# START OF INPUT ROWS

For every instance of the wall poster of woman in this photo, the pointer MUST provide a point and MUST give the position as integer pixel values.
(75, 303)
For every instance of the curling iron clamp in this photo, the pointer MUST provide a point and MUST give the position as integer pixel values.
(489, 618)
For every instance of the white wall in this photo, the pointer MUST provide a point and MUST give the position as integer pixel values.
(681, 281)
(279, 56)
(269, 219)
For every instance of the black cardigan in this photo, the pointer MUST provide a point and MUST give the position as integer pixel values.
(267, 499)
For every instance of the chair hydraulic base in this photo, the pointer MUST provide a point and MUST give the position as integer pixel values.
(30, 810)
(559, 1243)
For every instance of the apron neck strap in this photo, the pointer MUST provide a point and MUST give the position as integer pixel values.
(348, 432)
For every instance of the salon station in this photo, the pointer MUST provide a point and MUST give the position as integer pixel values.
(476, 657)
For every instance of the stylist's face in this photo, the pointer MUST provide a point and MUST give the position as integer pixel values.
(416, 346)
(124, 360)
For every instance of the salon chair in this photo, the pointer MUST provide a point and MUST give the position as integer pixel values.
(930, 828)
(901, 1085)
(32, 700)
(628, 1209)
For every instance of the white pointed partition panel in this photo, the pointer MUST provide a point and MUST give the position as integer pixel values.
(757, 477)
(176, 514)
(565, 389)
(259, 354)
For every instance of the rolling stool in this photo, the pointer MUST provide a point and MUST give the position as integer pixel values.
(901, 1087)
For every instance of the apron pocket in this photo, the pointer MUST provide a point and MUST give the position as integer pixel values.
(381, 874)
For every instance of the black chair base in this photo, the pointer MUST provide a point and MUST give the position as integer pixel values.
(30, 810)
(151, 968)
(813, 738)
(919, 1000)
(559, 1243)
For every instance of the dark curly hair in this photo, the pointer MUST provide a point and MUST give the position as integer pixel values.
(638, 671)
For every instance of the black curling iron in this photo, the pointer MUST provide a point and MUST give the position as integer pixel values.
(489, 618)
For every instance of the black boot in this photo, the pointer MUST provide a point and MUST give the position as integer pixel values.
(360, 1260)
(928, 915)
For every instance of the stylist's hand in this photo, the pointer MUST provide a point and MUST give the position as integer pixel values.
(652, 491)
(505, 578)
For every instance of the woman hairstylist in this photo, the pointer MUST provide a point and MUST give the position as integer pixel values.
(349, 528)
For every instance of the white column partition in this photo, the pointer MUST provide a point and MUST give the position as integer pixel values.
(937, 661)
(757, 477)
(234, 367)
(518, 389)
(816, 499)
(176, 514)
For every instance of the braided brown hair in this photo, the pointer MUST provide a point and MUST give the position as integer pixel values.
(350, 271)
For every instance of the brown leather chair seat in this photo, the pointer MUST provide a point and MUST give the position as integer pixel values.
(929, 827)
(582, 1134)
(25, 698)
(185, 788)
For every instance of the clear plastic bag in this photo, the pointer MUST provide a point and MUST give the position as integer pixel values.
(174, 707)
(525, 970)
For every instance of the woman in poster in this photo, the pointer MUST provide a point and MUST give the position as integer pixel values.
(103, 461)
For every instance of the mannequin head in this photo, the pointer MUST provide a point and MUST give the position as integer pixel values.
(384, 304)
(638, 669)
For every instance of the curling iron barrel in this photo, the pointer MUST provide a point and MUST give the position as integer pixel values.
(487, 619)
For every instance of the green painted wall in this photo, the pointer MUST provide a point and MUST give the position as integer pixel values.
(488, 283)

# END OF INPUT ROWS

■ **DIRECTIONS**:
Put the lines of the entries into a numbered list, from the line that contains "For every instance of the braided" through the end of the entries, inclusive, with blank lines left out.

■ **THE RESULT**:
1. For every instance of the braided brown hair in this photo, the pointer MUST provide a point and MUST give the position as integer pixel values.
2. (350, 271)
3. For every instance of the brown leather chair seat in this photo, the pointer MUST provide a point and MUST give the position as integer pixel values.
4. (929, 827)
5. (582, 1134)
6. (25, 698)
7. (185, 788)
8. For every instance of the clear plastic bag in this photo, the pointer MUST provide a point and MUST give the position as integer pixel values.
9. (174, 707)
10. (525, 970)
11. For every instance of the woman in poster in this photo, the pointer MUST provide a point and MUST give the position as integer pixel values.
12. (103, 461)
13. For every instance of the mannequin head in this photo, the pointer MUST provide a point and MUST give the position as integer pixel values.
14. (384, 304)
15. (638, 669)
16. For every instance of the curling iron barrel in this photo, the pointer MUST provide a point and MUST give the position as integer pixel values.
17. (487, 619)
18. For every instance of the green painted wall in this photo, the pointer MUST provide a point and MUST give the position as integer pixel values.
19. (488, 283)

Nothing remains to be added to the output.